Als Assis­tent von Victor Skripnik hatte Koh­feldt hautnah mit­be­kommen, wie die sport­liche Krise den stoi­schen Ukrainer aus­ge­zerrt hatte und wie SVW-Ver­ant­wort­liche sich langsam aber sicher von ihm abwandten. Koh­feldt gab zu, dass ihn diese Gesetz­mä­ßig­keiten des Pro­fi­ge­schäfts ins Grü­beln gebracht hatten. Auf die Frage, ob er sich dafür fürchte, in eine ähn­liche Abwärts­spi­rale zu geraten, ant­wor­tete er: Wovor ich Respekt habe, ist, dass ich mein Ver­hältnis zu dieser Stadt, in der ich seit fast zwanzig Jahren lebe, ver­än­dern könnte, weil es sport­lich nicht mehr läuft. Sprich: Dass ich durch den Job ein Stück Heimat ver­lieren könnte.“

Dass die Werder-Bosse auch vor diesem Hin­ter­grund stets einen ehr­li­chen Umgang mit dem Trainer Kohl­feldt pflegen, erwies sich schon in der ver­gan­genen Saison. Obwohl der Nord­klub fast die gesamte Rück­runde auf einem Abstiegs­platz ver­brachte und teil­weise kata­stro­phale Auf­tritte ablie­ferte, ließen Sport­ge­schäfts­führer Frank Bau­mann und auch Auf­sichts­rat­chef Marco Bode nie Zweifel auf­kommen, dass sie abso­lutes Ver­trauen in die Arbeit des Coachs hatten.

EINGABEDATEN

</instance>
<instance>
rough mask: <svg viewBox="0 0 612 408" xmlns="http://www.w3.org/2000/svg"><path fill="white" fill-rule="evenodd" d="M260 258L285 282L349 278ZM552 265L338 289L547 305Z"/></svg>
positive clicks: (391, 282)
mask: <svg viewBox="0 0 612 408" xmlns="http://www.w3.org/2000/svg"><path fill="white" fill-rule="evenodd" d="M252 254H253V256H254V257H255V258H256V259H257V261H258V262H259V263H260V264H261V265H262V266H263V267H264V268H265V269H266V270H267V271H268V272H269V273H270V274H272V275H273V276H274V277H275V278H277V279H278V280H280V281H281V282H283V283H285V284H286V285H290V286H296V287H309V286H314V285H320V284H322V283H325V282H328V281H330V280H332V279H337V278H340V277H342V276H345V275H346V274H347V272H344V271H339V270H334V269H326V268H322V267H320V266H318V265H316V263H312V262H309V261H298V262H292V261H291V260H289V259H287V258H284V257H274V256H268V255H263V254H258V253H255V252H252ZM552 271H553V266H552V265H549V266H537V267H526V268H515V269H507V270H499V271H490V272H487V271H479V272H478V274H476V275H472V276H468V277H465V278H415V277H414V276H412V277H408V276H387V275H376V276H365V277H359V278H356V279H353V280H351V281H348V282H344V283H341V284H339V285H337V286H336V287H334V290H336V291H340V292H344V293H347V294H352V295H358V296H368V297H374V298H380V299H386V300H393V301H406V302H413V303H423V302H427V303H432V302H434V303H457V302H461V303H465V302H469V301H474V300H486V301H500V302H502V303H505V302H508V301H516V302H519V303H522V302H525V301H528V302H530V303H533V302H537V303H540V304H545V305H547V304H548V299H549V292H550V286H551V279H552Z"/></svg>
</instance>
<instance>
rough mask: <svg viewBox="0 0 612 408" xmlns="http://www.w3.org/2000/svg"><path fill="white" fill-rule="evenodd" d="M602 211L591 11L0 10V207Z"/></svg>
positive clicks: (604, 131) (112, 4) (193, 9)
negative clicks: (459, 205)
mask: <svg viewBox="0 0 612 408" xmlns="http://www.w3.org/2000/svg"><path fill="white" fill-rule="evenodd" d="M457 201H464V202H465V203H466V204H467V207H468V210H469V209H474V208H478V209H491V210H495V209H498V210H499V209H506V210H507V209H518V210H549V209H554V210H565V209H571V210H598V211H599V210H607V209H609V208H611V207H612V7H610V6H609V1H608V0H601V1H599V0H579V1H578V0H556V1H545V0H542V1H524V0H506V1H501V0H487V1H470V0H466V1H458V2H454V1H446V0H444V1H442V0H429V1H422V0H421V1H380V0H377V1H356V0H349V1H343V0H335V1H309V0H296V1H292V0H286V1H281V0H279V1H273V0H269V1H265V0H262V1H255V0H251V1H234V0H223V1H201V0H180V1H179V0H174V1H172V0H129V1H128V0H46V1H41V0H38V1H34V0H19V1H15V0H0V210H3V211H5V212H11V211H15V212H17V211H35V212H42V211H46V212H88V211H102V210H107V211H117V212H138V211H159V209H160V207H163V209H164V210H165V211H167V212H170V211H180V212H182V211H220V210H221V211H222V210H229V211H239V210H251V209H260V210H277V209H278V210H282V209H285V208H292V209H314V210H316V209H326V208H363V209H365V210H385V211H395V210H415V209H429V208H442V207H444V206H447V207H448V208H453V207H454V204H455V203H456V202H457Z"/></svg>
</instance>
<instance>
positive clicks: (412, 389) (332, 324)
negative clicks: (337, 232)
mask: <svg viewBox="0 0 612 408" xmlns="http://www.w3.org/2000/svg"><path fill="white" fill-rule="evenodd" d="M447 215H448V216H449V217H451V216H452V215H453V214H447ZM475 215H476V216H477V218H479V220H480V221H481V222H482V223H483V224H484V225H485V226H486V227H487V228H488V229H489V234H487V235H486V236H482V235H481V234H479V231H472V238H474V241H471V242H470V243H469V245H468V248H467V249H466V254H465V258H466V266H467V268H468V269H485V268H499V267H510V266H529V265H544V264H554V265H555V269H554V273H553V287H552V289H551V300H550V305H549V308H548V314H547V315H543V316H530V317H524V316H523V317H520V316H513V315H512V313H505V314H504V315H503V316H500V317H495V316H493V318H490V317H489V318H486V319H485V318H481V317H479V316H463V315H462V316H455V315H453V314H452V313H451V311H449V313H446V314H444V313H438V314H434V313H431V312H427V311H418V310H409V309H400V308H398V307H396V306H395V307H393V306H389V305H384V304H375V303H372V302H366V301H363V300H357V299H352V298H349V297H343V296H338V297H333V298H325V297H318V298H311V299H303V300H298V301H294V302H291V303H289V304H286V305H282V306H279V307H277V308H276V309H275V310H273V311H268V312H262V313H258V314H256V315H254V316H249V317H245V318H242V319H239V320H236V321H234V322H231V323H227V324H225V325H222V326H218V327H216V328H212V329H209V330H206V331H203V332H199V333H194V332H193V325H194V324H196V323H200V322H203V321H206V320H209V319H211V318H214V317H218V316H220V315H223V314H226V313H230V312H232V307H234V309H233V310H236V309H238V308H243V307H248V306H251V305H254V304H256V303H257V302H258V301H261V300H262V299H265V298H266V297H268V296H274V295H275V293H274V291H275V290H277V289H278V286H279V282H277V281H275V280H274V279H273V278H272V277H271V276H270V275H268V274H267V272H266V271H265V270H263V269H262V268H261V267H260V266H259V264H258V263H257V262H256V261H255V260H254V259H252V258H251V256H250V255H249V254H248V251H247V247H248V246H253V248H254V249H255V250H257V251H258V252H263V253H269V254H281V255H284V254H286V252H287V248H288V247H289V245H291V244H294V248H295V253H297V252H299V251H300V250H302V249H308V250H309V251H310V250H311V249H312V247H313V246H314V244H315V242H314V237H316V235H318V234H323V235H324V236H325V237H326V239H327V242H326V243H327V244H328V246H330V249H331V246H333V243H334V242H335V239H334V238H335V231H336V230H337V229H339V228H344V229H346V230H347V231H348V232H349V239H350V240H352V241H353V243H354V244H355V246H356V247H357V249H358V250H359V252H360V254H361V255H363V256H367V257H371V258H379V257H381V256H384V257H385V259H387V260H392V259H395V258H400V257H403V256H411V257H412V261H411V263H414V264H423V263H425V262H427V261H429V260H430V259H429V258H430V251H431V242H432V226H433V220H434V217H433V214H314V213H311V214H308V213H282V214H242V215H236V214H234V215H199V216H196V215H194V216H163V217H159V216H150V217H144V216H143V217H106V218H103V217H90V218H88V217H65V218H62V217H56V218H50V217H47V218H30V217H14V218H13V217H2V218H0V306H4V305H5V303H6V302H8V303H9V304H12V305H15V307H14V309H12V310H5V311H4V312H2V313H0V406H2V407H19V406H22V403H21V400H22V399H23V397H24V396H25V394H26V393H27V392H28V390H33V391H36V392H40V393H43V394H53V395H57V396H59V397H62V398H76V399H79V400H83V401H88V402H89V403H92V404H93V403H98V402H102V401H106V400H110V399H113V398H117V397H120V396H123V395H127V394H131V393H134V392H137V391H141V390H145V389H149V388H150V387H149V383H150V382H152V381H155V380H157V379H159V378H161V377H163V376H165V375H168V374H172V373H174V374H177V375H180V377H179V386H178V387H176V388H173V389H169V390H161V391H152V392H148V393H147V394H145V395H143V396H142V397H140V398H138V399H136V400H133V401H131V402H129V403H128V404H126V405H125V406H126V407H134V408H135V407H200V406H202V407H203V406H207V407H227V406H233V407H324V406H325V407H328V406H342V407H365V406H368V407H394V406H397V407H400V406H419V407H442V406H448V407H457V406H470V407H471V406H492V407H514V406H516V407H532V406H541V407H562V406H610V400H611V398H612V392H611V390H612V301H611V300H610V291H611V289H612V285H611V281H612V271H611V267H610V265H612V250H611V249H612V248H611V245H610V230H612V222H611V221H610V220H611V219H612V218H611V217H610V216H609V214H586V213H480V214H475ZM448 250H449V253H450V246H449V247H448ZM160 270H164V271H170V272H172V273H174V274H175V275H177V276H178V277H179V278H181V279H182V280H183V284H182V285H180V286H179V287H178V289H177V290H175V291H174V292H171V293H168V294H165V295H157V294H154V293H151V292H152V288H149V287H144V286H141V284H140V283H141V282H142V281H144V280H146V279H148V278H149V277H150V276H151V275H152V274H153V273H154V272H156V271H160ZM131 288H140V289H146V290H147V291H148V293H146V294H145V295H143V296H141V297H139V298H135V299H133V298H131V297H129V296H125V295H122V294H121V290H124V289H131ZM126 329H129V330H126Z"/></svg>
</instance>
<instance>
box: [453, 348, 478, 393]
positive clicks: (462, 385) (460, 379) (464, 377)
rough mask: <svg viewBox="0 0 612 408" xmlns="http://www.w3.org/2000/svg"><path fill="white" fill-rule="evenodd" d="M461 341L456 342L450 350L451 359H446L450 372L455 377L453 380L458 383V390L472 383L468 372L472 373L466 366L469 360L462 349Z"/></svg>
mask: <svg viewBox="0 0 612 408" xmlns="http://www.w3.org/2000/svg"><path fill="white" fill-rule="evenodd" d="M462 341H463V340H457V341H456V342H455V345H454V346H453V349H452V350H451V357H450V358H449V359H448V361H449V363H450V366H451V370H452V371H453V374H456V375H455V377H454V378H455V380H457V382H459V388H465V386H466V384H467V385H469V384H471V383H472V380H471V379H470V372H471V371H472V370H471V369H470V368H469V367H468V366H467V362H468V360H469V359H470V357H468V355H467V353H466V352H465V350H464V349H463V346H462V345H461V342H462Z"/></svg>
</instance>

AUFGABE
Welche Funktion hat Frank Baumann im Textabschnitt?

ERGEBNIS
Er ist Sportgeschäftsführer.